What lines below contain the string "distant"? List them all.
——————————
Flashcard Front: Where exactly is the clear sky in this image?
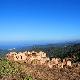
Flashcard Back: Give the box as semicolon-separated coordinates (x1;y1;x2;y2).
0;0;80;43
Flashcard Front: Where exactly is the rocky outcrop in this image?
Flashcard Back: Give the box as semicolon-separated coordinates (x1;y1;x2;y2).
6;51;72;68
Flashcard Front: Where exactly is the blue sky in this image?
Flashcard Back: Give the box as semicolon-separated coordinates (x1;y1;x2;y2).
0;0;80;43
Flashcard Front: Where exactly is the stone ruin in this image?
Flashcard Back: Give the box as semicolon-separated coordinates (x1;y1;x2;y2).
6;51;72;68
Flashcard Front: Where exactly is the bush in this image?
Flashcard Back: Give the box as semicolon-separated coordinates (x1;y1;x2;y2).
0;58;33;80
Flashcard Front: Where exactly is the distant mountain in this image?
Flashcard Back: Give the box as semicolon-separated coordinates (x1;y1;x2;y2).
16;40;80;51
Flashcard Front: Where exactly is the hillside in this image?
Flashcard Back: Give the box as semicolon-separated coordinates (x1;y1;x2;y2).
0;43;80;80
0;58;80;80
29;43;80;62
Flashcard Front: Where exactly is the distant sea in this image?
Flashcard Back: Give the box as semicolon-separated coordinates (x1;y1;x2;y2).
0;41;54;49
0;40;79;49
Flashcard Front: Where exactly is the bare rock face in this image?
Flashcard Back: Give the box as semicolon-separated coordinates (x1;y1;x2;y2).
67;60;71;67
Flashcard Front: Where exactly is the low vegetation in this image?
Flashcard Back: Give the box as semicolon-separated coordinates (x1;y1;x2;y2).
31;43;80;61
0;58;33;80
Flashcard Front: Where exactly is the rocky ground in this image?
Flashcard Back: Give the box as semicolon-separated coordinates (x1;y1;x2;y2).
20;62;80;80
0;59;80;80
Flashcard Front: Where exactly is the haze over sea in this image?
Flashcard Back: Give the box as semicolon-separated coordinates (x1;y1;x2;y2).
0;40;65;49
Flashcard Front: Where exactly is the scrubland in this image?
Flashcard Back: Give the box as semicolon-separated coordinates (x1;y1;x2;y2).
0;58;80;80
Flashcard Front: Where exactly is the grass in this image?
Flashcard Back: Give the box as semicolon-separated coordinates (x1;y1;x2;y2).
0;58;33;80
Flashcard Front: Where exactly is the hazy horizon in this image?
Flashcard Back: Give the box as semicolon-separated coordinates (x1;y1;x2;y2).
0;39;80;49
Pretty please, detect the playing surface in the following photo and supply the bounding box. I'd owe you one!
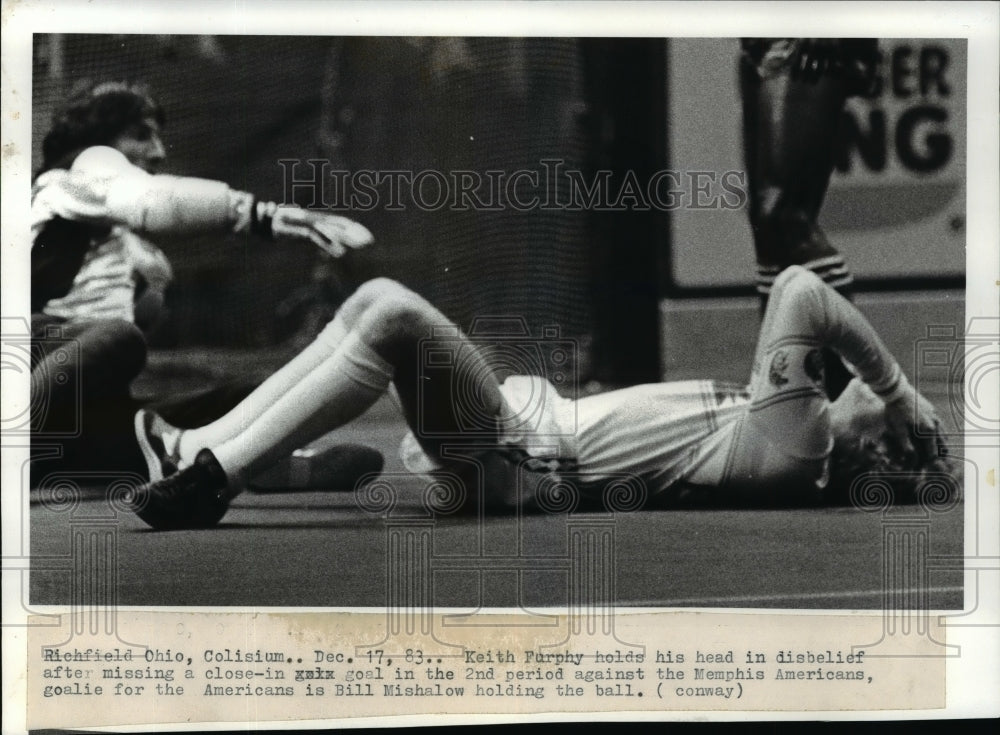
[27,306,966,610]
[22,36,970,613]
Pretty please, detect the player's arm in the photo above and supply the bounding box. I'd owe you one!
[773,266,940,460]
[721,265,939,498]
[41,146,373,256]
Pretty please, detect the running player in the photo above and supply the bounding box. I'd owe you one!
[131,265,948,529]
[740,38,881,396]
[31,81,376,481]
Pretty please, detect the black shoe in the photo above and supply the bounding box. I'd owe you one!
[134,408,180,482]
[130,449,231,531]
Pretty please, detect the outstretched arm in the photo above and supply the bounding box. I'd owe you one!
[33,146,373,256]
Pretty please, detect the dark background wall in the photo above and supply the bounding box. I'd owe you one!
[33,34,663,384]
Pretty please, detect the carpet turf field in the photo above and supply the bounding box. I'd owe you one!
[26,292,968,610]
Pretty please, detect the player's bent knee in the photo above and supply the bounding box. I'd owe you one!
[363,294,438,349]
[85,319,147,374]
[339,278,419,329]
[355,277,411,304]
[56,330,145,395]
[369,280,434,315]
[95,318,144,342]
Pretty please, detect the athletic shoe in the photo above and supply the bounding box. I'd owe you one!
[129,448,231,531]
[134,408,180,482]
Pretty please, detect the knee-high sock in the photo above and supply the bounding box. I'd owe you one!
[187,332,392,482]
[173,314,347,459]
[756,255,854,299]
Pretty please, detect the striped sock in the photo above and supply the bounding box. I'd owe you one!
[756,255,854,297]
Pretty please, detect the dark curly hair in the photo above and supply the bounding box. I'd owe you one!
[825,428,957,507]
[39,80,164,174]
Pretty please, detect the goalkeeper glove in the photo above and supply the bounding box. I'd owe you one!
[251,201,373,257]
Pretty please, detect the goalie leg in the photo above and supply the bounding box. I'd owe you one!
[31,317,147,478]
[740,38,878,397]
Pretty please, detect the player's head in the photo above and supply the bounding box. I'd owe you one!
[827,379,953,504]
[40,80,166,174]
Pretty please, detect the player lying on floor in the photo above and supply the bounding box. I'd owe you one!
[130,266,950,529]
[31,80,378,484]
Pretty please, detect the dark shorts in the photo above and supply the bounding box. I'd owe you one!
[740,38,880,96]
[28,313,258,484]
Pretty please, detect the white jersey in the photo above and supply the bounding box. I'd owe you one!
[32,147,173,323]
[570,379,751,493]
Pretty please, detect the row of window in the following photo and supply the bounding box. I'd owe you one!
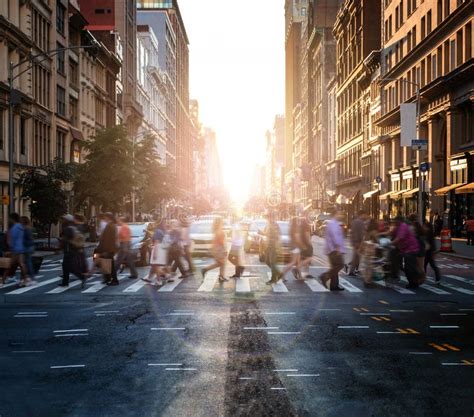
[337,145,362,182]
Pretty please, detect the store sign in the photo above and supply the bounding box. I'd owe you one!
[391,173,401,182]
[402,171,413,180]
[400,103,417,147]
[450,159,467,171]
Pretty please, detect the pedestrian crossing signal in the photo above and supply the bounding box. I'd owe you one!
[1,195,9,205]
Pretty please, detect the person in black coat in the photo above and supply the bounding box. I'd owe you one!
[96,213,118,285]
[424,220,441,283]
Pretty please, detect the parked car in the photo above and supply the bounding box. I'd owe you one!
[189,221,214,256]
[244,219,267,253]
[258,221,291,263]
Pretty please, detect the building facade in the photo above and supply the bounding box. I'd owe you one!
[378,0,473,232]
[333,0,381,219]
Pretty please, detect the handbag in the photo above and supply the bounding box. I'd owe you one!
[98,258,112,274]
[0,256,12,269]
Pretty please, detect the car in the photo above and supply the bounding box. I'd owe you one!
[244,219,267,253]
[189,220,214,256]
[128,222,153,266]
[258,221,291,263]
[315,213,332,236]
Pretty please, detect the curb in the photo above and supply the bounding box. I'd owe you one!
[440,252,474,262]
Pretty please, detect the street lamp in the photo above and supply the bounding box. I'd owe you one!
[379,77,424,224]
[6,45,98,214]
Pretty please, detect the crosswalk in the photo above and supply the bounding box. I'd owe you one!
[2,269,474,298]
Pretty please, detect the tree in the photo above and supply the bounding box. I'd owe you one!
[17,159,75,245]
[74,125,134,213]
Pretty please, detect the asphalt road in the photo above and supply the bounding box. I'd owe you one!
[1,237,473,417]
——————————
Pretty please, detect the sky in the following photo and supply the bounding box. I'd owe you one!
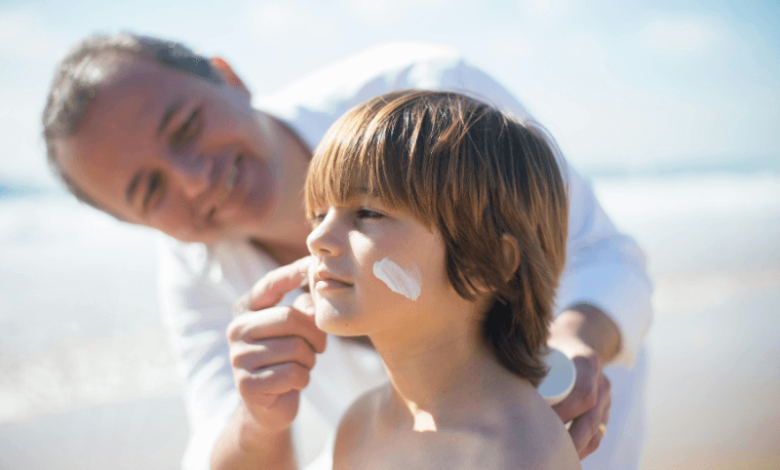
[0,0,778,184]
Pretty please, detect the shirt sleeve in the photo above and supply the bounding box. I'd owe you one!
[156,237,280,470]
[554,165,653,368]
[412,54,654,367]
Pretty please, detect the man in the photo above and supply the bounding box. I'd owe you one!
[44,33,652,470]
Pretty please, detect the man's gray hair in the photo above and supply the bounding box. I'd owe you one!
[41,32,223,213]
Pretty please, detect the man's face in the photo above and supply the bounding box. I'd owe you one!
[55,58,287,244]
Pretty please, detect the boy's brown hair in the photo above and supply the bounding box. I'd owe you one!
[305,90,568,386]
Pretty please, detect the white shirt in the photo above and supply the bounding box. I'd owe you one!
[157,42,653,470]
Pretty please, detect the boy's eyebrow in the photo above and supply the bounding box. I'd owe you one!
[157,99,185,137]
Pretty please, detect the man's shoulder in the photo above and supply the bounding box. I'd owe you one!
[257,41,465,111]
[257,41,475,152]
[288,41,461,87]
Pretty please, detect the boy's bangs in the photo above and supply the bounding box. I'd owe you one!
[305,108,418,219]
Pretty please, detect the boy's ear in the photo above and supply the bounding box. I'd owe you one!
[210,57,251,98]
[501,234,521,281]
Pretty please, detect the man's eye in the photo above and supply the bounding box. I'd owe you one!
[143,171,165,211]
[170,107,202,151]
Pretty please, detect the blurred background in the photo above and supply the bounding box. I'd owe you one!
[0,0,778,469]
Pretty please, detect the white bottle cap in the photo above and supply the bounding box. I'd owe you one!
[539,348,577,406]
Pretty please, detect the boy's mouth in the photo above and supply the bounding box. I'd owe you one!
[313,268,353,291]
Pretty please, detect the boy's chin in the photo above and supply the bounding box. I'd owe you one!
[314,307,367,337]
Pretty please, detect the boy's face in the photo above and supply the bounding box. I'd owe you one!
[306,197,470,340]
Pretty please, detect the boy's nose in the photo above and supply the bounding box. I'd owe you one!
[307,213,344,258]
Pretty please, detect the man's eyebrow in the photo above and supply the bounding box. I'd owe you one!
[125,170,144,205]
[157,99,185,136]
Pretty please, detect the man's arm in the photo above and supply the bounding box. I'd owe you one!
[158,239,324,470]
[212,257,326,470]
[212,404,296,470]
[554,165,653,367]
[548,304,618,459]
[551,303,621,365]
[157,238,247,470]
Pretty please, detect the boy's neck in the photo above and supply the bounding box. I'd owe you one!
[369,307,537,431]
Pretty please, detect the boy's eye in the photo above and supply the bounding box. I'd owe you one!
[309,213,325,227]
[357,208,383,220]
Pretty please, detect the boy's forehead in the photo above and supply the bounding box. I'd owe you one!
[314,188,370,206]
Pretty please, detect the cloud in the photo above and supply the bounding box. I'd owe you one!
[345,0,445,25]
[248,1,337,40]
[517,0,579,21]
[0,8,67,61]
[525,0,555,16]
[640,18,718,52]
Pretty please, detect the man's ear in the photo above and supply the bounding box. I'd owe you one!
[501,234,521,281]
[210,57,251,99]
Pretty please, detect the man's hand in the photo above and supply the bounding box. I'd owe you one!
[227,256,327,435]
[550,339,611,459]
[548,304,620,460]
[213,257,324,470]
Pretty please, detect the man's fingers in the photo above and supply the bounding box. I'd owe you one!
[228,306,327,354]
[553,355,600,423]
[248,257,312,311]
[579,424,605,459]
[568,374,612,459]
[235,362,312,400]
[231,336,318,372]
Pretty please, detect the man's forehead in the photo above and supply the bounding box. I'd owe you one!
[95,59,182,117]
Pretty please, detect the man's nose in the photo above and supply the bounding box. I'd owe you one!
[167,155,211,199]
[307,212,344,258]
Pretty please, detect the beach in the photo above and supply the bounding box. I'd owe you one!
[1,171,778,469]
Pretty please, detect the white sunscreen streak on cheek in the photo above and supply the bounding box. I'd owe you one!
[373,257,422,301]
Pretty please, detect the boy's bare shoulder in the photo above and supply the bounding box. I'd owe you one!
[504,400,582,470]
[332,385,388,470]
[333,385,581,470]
——————————
# Your solution
Flashcard Front: Where exactly is the distant mountain in this image?
Flashcard Front: Where exactly is the distant sea in this image?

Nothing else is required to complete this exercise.